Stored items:
━━━━━━━━━━
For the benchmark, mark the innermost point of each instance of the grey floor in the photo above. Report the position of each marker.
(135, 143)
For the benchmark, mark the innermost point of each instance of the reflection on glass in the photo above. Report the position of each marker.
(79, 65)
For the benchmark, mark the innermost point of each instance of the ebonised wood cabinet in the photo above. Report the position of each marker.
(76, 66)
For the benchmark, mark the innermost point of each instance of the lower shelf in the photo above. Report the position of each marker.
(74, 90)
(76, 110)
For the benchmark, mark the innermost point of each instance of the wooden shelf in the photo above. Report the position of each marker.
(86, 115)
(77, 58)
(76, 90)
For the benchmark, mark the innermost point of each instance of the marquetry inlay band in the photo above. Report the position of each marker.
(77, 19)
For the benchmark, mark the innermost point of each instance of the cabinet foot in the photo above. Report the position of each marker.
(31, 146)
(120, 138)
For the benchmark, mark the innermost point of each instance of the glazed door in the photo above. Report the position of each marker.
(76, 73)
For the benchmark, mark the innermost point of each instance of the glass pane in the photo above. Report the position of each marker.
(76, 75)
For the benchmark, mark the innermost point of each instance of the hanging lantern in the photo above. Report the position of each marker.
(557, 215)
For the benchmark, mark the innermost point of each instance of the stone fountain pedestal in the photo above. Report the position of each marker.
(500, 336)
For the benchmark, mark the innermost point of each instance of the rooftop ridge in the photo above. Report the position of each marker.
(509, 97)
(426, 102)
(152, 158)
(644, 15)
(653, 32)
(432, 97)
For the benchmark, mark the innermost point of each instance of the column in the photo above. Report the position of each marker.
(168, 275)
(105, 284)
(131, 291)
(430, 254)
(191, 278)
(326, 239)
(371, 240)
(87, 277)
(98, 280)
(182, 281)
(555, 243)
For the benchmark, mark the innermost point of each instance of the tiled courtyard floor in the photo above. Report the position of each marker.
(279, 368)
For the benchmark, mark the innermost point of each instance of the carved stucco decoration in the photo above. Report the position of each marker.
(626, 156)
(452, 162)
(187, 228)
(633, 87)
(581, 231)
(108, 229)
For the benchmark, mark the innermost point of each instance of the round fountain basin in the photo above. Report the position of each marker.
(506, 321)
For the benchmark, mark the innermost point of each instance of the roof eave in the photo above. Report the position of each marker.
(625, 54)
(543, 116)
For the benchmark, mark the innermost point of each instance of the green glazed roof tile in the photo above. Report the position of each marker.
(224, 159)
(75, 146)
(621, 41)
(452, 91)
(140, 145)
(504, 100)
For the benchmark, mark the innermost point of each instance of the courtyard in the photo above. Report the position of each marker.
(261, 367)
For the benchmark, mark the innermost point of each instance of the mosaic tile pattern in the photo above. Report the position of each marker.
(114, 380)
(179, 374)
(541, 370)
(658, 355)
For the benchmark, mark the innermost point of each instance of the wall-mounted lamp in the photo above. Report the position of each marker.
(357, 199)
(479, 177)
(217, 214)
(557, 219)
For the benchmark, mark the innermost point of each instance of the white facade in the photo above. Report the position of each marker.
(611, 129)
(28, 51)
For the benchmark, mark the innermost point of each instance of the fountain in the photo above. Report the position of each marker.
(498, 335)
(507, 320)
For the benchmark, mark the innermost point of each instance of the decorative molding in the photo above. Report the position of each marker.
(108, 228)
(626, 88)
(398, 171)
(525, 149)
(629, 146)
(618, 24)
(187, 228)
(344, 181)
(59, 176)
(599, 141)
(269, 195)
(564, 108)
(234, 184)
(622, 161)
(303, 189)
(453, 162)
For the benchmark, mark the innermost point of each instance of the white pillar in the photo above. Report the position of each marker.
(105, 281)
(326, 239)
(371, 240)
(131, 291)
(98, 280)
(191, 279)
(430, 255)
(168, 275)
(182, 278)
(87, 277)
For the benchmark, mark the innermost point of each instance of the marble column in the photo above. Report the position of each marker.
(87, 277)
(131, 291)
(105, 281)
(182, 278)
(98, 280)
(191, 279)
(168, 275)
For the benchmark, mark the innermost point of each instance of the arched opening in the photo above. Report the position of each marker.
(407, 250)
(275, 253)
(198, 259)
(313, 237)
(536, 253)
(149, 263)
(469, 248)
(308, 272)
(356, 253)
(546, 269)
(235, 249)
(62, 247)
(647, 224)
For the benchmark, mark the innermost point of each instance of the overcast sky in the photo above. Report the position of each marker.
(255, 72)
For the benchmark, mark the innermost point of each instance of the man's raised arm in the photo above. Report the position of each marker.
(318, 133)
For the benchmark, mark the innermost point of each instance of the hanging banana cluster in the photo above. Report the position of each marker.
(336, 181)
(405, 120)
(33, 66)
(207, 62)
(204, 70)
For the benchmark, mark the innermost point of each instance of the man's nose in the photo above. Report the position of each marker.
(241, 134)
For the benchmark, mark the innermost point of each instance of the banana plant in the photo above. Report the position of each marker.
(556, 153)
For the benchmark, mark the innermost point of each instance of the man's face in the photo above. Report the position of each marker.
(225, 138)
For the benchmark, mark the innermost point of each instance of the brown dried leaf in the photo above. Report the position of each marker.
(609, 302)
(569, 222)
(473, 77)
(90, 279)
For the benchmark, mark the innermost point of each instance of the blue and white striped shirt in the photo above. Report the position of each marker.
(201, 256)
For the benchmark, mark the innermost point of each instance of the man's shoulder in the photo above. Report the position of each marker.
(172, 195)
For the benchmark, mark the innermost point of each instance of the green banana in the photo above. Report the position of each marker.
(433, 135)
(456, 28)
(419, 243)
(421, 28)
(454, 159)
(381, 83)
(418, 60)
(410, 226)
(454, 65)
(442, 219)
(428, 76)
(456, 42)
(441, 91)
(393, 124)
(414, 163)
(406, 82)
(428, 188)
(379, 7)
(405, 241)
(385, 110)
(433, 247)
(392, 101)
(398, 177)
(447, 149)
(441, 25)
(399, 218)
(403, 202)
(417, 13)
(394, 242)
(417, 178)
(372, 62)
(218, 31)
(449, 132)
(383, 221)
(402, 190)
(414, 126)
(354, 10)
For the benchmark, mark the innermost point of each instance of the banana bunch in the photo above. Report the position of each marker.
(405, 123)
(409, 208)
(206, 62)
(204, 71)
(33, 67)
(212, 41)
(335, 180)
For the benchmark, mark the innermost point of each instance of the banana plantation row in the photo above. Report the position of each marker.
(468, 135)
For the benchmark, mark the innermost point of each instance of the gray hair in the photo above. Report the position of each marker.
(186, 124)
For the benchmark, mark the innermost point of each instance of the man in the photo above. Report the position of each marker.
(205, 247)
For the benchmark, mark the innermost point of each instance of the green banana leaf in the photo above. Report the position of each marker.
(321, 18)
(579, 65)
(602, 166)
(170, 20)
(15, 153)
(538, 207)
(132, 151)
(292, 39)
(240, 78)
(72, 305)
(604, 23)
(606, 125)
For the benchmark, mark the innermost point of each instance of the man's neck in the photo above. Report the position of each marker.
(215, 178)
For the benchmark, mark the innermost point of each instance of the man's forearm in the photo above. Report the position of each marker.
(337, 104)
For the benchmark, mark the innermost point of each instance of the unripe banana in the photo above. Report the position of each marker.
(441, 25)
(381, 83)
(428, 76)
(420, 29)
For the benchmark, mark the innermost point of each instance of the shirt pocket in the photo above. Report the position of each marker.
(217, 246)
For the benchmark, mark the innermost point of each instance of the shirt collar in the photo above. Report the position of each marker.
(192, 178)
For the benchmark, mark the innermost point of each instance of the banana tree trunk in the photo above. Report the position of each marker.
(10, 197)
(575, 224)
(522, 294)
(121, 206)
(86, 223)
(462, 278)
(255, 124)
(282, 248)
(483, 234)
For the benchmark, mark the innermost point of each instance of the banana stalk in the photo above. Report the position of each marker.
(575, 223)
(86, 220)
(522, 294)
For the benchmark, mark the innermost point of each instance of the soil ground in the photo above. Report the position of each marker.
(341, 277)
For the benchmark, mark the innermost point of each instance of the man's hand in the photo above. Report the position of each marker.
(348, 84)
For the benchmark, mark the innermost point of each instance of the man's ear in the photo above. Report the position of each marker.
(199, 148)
━━━━━━━━━━
**WORK REQUIRED:** Starting with the line that contains "the banana stalk", repeat each line through the last one exactly as it appears. Include both ends and nothing more.

**FULL RESPONSE:**
For the benchmark, mark the innermost point of each instance of the banana stalk in the photo above. Report the position of each marker.
(575, 223)
(86, 220)
(522, 294)
For the benchmark, mark the innermost point of each instance of the soil ground in the photo above. Report the position of each marker.
(341, 277)
For the benchmark, mark the innermost point of each instance of the man's hand in the photo above. Report the position of each marker.
(348, 84)
For the benchmark, mark the innermost point of each instance of the man's ear in the photo above. Report the position of each marker.
(199, 148)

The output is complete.